(TASK DETAILS) Print the lines of the listing below verbatim, starting at the line that contains "is: utility pole" and continuing through the last line of the listing.

━━━━━━━━━━━━━━━━━━━━━━━━━━━━━━

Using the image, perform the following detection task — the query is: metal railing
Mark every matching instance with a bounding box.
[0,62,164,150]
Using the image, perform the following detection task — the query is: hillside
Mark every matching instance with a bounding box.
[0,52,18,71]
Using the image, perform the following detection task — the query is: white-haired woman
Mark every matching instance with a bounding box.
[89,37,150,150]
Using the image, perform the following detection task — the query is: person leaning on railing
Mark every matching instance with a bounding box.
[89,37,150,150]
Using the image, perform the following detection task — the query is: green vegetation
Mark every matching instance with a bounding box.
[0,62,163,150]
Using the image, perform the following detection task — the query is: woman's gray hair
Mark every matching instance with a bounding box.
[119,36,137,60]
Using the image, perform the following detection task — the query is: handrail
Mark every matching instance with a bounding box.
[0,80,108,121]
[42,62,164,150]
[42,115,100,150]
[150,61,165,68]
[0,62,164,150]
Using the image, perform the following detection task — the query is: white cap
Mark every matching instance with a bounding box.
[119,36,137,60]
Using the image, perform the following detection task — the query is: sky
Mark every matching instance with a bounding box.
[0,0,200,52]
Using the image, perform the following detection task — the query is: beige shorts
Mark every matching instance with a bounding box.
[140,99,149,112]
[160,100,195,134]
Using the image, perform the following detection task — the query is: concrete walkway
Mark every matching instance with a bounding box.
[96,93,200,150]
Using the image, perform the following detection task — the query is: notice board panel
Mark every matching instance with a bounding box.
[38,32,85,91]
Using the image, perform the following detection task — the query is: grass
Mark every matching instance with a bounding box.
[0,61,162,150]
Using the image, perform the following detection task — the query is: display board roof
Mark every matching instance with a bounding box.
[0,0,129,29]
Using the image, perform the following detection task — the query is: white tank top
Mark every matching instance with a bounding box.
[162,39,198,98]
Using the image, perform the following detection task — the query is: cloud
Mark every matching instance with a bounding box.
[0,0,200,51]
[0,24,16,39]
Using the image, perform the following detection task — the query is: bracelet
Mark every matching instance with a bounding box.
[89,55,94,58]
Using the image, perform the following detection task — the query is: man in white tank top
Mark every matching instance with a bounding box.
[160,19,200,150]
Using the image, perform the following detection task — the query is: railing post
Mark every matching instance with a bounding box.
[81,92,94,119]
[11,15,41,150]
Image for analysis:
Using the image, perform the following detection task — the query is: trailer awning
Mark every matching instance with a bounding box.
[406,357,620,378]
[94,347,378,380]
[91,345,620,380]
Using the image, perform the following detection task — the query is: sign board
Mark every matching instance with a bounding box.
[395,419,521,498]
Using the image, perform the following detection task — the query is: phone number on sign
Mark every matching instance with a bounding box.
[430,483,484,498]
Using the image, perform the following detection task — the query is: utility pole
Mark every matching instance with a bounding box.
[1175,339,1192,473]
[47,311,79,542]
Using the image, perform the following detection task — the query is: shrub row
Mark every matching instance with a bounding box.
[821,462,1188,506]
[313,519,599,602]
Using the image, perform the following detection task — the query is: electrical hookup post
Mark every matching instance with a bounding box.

━━━━━━━━━━━━━━━━━━━━━━━━━━━━━━

(FULL SOLUTION)
Using the image, perform the following detection task — the query is: utility pole
Mark every matching instance with a bounding box.
[1175,339,1192,473]
[47,311,79,542]
Using the image, perform the following detection task — the query is: shrub row
Mark every matching instance with a bounding box.
[821,462,1188,506]
[313,519,599,602]
Using the image, perform the following detection task — the query is: electrical hookup post
Mark every matching instance with a bounding box.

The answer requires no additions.